Aim of the task
All of the data below should be written out again exactly.

** Opening Data excerpts block **

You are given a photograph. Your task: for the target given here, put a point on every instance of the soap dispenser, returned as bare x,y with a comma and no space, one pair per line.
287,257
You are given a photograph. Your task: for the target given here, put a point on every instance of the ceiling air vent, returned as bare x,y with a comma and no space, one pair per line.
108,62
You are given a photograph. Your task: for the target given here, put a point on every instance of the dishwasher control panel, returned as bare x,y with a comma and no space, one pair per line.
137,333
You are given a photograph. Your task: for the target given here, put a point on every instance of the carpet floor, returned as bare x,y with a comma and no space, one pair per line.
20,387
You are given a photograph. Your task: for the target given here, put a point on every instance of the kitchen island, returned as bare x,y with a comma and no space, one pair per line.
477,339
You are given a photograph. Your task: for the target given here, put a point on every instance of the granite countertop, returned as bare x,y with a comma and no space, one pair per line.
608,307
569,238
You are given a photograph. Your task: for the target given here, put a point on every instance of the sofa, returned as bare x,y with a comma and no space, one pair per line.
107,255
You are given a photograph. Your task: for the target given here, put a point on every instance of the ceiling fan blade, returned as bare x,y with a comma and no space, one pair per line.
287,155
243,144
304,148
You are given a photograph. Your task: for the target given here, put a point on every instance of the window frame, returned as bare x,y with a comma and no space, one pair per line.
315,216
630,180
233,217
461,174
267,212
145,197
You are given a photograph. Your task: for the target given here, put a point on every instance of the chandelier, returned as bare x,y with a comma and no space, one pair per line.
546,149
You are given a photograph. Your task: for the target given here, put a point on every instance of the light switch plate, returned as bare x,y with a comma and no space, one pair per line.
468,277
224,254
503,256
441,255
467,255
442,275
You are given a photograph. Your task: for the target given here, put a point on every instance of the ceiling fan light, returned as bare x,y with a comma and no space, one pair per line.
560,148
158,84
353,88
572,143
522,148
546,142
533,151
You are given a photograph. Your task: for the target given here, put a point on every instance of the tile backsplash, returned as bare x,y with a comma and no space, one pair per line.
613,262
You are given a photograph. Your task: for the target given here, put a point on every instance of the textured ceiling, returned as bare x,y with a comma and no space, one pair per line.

** Closing Data excerpts block **

Response below
You are given a photograph. Your task: for the target given here, put a point on every instance of the soap dispenser, returned as bare x,y with a comma and no space, one pair per line.
287,257
You are given a photograph. Your task: for the target given here, put a point on every instance of the ceiling air vent, returned as bare x,y with a comma and no space, one pair per line.
108,62
You are given a photograph. Your task: for the target given here, put a point on every instance of the dishwasher control panel, returned as bare x,y with a comma and no space, one pair per line.
137,333
You are given a photograph. Your task: for the target given here, put a point on every instance of the carpet floor, returned as bare x,y with a comma and no space, one pair per line.
20,387
You are given a photograph. Your task: for the target given here, put a point on every instance of the kitchen island, returned as bare x,y with a comma and no space, one pair per line.
477,339
You are given a photograph. Your task: for the target given here, put a point on every instance of the granite countertop, returned as bare x,y with a comma and no space, one pair per line.
608,307
569,238
You are given a photograph. Your task: for the target given here, put a point on every instance of the sofa, returned as bare x,y with a comma and no space, one pair per line.
107,255
You are given a photograph. Your task: for the target given here, put a point on every instance of the ceiling fan blade, returned as bare x,y with a comma and no space, one pair per line.
287,155
243,144
304,148
You are given a photograph. Your task: for the target given here, put a point on every instance of the window frame, returned as bare x,y with a comma and no space, one pair per line.
315,216
630,180
233,217
461,174
267,212
145,197
You are given a photograph. Your task: for the target given here, put a point on every instance of the chandelier, returned as bare x,y with a comma and no space, one pair per line.
546,149
You are given a photograph. Your task: for the target given here, put a point on every instance of the light switch plate, returned as bare x,y with a comma and no space, one pair per line.
468,277
224,254
503,256
441,255
467,255
442,275
You are given a photograph. Your task: for the target given here, put a point on every instance of the ceiling fan light, returned as bare x,y with a comma and no space, one pair per line.
560,148
158,84
353,88
572,143
522,148
546,142
533,151
You are given a photograph. Your task: for the target given here, put a point on every instance of the tile backsplash, returned as bare x,y with a comma and no space, one pair per line.
613,262
You are given a photograph. Your task: for the target given here, put a point on every instance of the textured ceiling, returned as bare x,y with a comma and no space, one pair per line.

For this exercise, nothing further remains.